◆ 本文抜粋
================================
2014-10-31 18:29:12 | アジア
「 康仁徳・元大韓民国統一部長官の講話の概要は次の通り。


北朝鮮の政治情勢

 北朝鮮の幹部3人(黄炳瑞(Hwang Pyong-So)国防委員会副委員長、崔竜海(Choe Ryong-Hae)朝鮮労働党書記、金養建(Kim Yang-Gon)朝鮮労働党統一戦線部長)の訪韓の目的は、南北関係改善のためかどうか疑問である。過去40年間、北朝鮮の平和工作には戦術的意味があった。現在、国連安保理決議や、日本、韓国等の制裁で、北朝鮮の立場は苦しいことを想起すべきである。

 北朝鮮には金一族とパルチザン派の「権力共同体」があり、一方の派閥の不満は政権を危険にさらす。張成澤前国防委員会副委員長の粛清もその結果である。金正日総書記の死後、先軍政治から党中心の政治に変わり、張成澤前副委員長のもと、党の行政部に警察権力が集まった。軍が中心であった外貨稼ぎの機能も、党の「54局」に移された。張成澤前副委員長は政治権力と財政を握ったのである。軍が黙っているはずがなく、金正恩第一書記は張成澤前副委員長を粛清せざるを得なかったのである。1967年に金日成国家主席がパルチザン派を粛清した翌年、地方の党組織の2/3が空席になったが、張成澤前副委員長が政治、経済、社会、文化、スポーツまで手の内にしていたことから、安定には時間がかかると思われる。
================================
(データ項目)
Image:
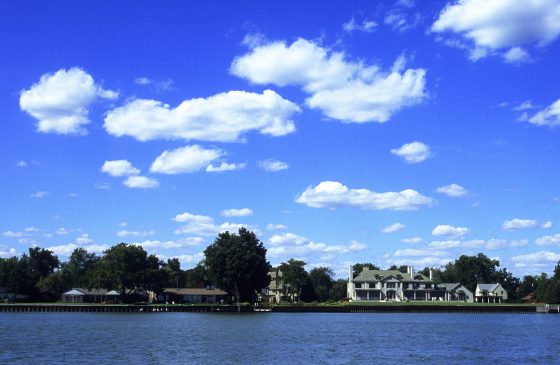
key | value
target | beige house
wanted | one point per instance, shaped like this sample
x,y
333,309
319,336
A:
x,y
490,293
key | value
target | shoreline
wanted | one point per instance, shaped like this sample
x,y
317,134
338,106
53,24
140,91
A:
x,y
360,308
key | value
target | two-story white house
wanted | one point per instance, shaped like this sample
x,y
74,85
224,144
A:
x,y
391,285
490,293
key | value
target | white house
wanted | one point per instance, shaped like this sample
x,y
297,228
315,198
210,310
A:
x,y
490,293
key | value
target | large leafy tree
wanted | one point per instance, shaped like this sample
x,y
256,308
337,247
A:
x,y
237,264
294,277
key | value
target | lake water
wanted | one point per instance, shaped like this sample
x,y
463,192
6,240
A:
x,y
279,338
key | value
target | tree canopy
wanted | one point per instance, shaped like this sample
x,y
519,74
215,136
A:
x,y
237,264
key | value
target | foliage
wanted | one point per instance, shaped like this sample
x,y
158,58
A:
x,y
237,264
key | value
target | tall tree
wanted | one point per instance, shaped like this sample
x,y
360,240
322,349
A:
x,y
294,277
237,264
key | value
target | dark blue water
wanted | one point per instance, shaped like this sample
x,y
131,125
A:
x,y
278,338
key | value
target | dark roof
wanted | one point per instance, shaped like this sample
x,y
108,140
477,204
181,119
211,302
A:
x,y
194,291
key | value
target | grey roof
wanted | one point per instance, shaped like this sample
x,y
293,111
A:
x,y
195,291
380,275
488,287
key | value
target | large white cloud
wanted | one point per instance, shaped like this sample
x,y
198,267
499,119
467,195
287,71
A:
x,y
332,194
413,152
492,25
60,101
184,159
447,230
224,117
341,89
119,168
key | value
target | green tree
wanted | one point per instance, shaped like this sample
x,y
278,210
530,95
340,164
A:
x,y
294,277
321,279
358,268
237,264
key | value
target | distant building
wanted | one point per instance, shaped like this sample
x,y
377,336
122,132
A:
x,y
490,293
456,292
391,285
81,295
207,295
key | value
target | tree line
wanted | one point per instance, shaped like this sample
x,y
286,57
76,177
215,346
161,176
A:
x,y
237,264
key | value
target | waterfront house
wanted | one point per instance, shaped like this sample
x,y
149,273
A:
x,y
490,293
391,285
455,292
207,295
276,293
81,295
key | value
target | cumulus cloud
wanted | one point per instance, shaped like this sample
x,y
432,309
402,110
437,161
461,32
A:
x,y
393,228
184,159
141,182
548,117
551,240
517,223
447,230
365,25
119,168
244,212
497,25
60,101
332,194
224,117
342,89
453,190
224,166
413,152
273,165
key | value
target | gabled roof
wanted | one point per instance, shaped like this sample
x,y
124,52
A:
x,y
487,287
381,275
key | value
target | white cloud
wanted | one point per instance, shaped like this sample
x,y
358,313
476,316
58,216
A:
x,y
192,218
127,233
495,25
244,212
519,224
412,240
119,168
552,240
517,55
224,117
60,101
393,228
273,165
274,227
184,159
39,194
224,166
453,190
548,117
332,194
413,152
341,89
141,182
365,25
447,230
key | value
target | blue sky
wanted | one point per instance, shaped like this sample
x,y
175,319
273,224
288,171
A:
================================
◆ 課題の指示
**1)** 本文によると、軍が中心であった外貨稼ぎの機能はどこに移されたか。
**2)** 本文で、張成澤前副委員長が手の内にしていたとされる分野をすべて挙げよ。
**3)** 本文から、「北朝鮮には金一族とパルチザン」で始まり「には時間がかかると思われる。」まで続く箇所を一字一句変えずに引用せよ。

◆ 解答
**1)** 党の「54局」に移された。

**2)** 政治、経済、社会、文化、スポーツ

**3)**
北朝鮮には金一族とパルチザン派の「権力共同体」があり、一方の派閥の不満は政権を危険にさらす。張成澤前国防委員会副委員長の粛清もその結果である。金正日総書記の死後、先軍政治から党中心の政治に変わり、張成澤前副委員長のもと、党の行政部に警察権力が集まった。軍が中心であった外貨稼ぎの機能も、党の「54局」に移された。張成澤前副委員長は政治権力と財政を握ったのである。軍が黙っているはずがなく、金正恩第一書記は張成澤前副委員長を粛清せざるを得なかったのである。1967年に金日成国家主席がパルチザン派を粛清した翌年、地方の党組織の2/3が空席になったが、張成澤前副委員長が政治、経済、社会、文化、スポーツまで手の内にしていたことから、安定には時間がかかると思われる。